Input data -
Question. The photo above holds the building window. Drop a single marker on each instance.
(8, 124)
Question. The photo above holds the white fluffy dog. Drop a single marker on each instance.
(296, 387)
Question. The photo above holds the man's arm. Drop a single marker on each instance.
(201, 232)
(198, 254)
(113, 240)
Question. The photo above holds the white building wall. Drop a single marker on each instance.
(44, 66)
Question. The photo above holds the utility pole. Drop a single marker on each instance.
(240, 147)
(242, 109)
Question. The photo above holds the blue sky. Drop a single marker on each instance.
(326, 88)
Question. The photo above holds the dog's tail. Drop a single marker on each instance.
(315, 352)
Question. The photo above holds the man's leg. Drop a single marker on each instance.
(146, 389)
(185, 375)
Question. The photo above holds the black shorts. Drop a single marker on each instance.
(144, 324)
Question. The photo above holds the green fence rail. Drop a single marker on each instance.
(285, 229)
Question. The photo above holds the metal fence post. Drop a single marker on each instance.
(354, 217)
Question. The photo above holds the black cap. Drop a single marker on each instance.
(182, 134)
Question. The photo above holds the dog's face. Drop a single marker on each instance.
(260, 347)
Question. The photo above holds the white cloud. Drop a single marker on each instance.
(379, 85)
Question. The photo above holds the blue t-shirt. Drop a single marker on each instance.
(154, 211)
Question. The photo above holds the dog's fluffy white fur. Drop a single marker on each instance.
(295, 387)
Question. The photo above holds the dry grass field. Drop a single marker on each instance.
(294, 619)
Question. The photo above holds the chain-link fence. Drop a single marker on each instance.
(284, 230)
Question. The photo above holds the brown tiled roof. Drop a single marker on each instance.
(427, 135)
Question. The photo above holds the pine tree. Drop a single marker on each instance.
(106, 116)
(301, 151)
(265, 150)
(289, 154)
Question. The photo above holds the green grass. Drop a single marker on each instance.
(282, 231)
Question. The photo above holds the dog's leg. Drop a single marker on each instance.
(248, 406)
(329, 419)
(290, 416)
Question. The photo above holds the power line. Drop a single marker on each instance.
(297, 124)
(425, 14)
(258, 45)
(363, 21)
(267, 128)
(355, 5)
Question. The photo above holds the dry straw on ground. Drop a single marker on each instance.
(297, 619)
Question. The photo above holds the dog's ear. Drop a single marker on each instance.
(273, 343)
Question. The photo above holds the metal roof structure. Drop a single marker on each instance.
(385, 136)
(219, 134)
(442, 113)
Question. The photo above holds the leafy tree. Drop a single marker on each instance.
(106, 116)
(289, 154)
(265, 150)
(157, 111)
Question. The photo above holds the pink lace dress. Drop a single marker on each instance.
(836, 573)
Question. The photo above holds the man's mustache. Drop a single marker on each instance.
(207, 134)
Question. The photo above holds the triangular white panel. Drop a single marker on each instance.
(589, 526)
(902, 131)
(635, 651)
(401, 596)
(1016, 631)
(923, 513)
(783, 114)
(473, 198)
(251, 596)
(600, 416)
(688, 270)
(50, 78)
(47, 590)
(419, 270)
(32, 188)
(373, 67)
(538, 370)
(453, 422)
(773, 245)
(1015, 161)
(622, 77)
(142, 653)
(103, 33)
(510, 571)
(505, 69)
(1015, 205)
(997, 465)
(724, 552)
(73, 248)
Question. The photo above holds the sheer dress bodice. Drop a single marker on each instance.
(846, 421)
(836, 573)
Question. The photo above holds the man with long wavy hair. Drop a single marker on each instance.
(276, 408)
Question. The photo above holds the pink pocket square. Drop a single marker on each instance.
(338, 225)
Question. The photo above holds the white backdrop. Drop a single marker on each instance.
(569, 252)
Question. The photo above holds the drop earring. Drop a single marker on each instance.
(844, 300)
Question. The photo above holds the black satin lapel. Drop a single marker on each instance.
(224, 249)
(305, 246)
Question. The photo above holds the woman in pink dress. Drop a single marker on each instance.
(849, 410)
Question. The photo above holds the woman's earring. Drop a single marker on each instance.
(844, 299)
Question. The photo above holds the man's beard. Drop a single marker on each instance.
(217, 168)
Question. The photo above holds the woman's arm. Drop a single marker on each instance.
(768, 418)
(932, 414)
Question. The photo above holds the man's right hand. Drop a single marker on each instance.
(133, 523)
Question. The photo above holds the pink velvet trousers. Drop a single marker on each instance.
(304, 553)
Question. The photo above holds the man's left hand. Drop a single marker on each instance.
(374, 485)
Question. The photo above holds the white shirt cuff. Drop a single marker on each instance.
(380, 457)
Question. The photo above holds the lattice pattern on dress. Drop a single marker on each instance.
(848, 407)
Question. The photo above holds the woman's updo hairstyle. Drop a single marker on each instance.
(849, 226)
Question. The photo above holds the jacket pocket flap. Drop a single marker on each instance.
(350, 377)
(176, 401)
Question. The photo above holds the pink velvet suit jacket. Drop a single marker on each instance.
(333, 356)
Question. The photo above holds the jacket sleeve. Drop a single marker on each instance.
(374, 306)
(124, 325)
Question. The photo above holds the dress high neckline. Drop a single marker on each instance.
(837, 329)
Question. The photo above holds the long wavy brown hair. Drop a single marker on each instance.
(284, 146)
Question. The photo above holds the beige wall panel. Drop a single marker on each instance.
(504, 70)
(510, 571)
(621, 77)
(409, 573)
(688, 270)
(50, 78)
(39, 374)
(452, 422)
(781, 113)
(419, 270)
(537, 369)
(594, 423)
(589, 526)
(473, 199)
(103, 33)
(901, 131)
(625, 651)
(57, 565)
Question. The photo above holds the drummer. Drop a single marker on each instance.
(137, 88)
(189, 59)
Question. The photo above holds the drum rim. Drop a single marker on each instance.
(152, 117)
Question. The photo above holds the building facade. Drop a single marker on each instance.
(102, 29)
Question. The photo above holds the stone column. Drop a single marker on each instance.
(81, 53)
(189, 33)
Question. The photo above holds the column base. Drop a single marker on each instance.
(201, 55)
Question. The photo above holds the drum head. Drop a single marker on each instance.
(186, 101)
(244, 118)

Task objective -
Pull out every line from the one with "Question. The photo above holds the jacket pocket" to the end of the listing, and output only those.

Full output -
Question. The photo above holds the jacket pocket flap. Drop a single marker on each instance.
(350, 377)
(176, 401)
Question. The photo above holds the pink velvet suit jacket. Drop a single marker on each instance.
(333, 356)
Question. The photo above holds the jacket sleeve. Drop a single marker on each instance.
(374, 306)
(124, 325)
Question. The photo above holds the dress high neckline. Drop a single marker on each instance.
(837, 329)
Question. The photo above holds the long wavy brown hair. Drop a single marker on each instance.
(284, 146)
Question. The photo above holds the beige wall panel. Drop a single marker on each instance.
(504, 70)
(510, 571)
(621, 77)
(409, 573)
(688, 270)
(50, 78)
(39, 374)
(452, 422)
(781, 113)
(419, 270)
(537, 369)
(594, 423)
(589, 526)
(473, 199)
(103, 33)
(901, 131)
(625, 651)
(57, 565)
Question. The photo above holds the drummer. Drop a single marker on each instance.
(137, 88)
(189, 59)
Question. The photo above holds the drum rim. Drop a single marker on each instance.
(152, 117)
Question. The photo above holds the building facade. Drop a single marker on each instance.
(102, 29)
Question. The photo above holds the stone column. Drop a single marker on each instance.
(81, 53)
(189, 33)
Question. The photo above holds the column base. Drop a single marker on each instance.
(201, 55)
Question. The photo above holds the drum head. Drop a single marker on each instance.
(186, 101)
(244, 118)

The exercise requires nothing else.